> **THE TASK**: In the entries below, replace "rough mask" with "coarse mask" and copy everything else unchanged. Leave the pictures out of your answer.

*** DATA TO PROCESS Section Begins ***

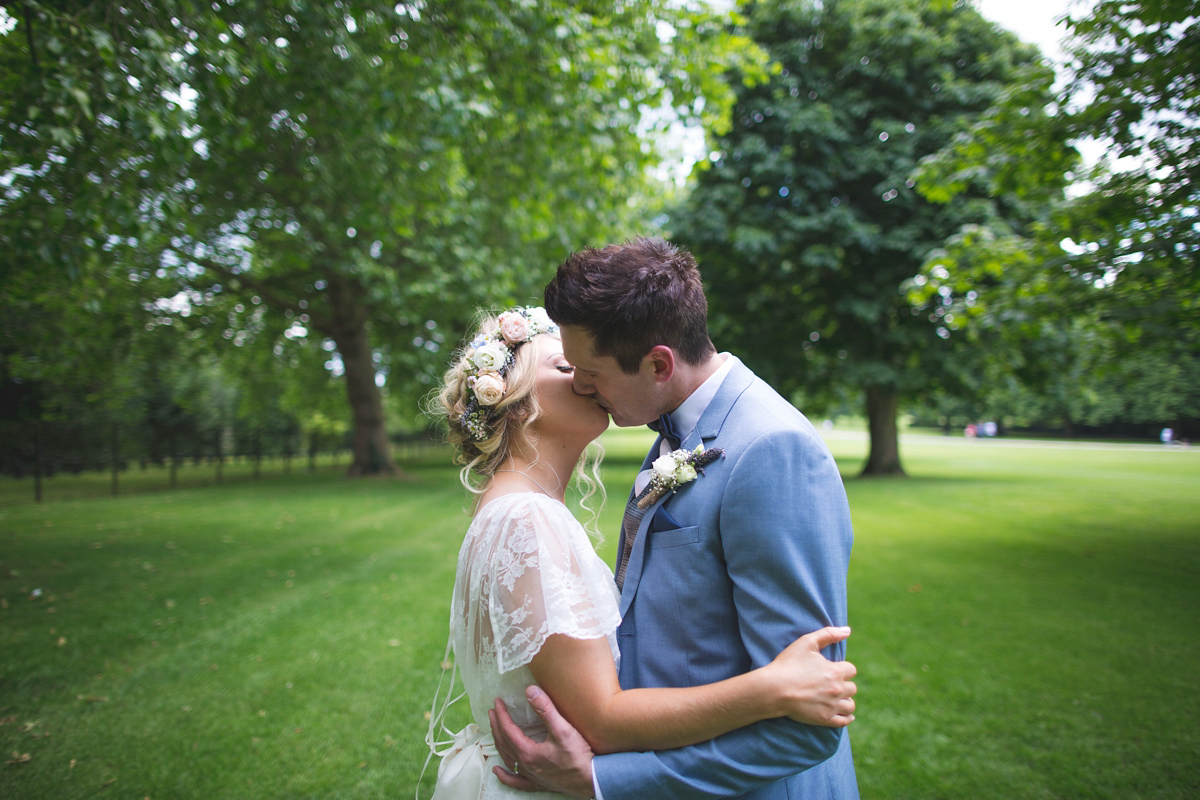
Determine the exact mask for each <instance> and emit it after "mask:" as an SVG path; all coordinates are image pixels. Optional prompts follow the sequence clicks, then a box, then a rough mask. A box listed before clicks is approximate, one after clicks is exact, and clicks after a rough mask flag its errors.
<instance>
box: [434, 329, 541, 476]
mask: <svg viewBox="0 0 1200 800" xmlns="http://www.w3.org/2000/svg"><path fill="white" fill-rule="evenodd" d="M498 329H499V315H498V314H488V315H486V317H484V318H482V320H481V321H480V323H479V325H478V326H476V329H475V331H474V332H473V333H472V335H470V336H468V337H467V338H466V344H464V345H463V347H462V348H460V349H458V351H457V353H456V354H455V360H454V362H452V363H451V366H450V368H449V369H448V371H446V373H445V375H444V377H443V379H442V389H440V390H439V391H438V395H437V398H436V399H434V403H433V409H432V411H433V414H434V416H437V417H438V419H442V420H444V421H445V425H446V429H448V439H449V441H450V444H451V446H454V450H455V463H456V464H462V465H463V467H462V470H461V473H460V479H461V480H462V482H463V486H466V487H467V488H468V489H470V491H472V492H475V493H478V492H481V491H482V488H481V486H482V483H485V482H486V481H487V480H488V479H491V477H492V475H494V474H496V469H497V468H498V467H499V465H500V464H502V463H503V462H504V459H505V458H508V457H509V455H510V453H511V452H512V451H514V449H521V447H523V446H526V444H527V443H528V441H529V438H528V434H527V429H528V427H529V425H530V423H532V422H533V421H534V420H536V419H538V417H539V416H540V414H541V409H540V408H539V405H538V397H536V392H535V391H534V389H535V386H536V383H538V371H536V356H535V354H534V347H533V344H534V341H535V339H536V338H538V337H540V336H551V337H553V338H556V339H557V338H559V335H558V333H557V332H544V333H538V335H536V336H534V337H533V338H530V339H529V341H527V342H522V343H521V344H520V345H517V347H516V348H515V351H514V354H512V362H511V363H510V365H509V366H508V367H506V369H505V371H504V384H505V391H504V396H503V397H502V398H500V401H499V402H498V403H496V404H494V405H492V407H490V408H488V413H487V416H486V422H485V432H486V438H482V439H476V438H475V437H474V435H472V433H470V431H469V429H468V428H467V420H466V419H464V416H466V415H467V414H468V413H469V409H468V403H470V401H472V390H470V386H469V384H468V379H469V378H470V377H472V375H473V374H474V372H475V371H476V367H475V366H474V365H473V363H472V361H470V359H469V357H468V353H469V351H470V349H472V348H470V343H472V342H476V341H479V339H480V338H482V337H486V336H490V335H492V333H494V332H496V331H497V330H498Z"/></svg>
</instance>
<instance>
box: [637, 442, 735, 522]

*** DATA TO PROCESS Section Ends ***

> **SOLVED EXERCISE**:
Determine the exact mask for each <instance> and emit it after "mask:" as an SVG path; all coordinates are image pixels. Optional prompts follow the sequence clicks, then a box, then a coarse mask. A box listed before clicks is approximate, one after clicks is exact, and clicks after a coarse mask flag its errors.
<instance>
box: [434, 329, 541, 476]
mask: <svg viewBox="0 0 1200 800" xmlns="http://www.w3.org/2000/svg"><path fill="white" fill-rule="evenodd" d="M498 329H499V315H498V314H488V315H486V317H484V318H482V320H481V321H480V323H479V325H478V326H476V329H475V331H474V332H473V333H472V335H470V336H468V337H467V338H466V344H464V345H463V347H462V348H460V349H458V351H457V353H456V354H455V360H454V362H452V363H451V366H450V368H449V369H448V371H446V373H445V375H444V377H443V379H442V389H440V390H439V391H438V395H437V398H436V399H434V403H433V409H432V411H433V414H434V416H437V417H438V419H442V420H444V421H445V425H446V429H448V439H449V441H450V444H451V446H454V450H455V463H456V464H462V465H463V467H462V470H461V473H460V479H461V480H462V482H463V486H466V487H467V488H468V489H470V491H472V492H475V493H478V492H481V491H482V488H481V486H482V483H485V482H486V481H487V480H488V479H491V477H492V475H494V474H496V469H497V468H498V467H499V465H500V464H502V463H503V462H504V459H505V458H508V457H509V455H510V453H511V452H512V451H514V449H521V447H523V446H526V444H527V443H528V441H529V438H528V434H527V429H528V427H529V425H530V423H532V422H533V421H534V420H536V419H538V417H539V416H540V414H541V409H540V408H539V405H538V397H536V392H535V391H534V389H535V386H536V383H538V371H536V356H535V354H534V347H533V344H534V341H535V339H536V338H538V337H540V336H551V337H553V338H556V339H557V338H559V335H558V333H557V332H544V333H538V335H536V336H534V337H533V338H530V339H529V341H527V342H522V343H521V344H520V345H517V347H516V348H515V351H514V354H512V362H511V363H510V365H509V366H508V367H506V369H505V371H504V384H505V391H504V396H503V397H502V398H500V401H499V402H498V403H496V404H494V405H492V407H490V408H488V413H487V416H486V422H485V432H486V438H482V439H476V438H475V437H474V435H472V433H470V431H469V429H468V428H467V420H466V419H464V416H466V415H467V414H468V413H469V409H468V403H470V401H472V390H470V386H469V384H468V379H469V378H470V377H472V375H473V374H474V372H475V371H476V367H475V366H474V365H473V363H472V361H470V359H469V357H468V353H469V351H470V349H472V348H470V343H472V342H476V341H479V339H480V338H482V337H486V336H490V335H492V333H494V332H496V331H497V330H498Z"/></svg>
</instance>
<instance>
box: [637, 442, 735, 522]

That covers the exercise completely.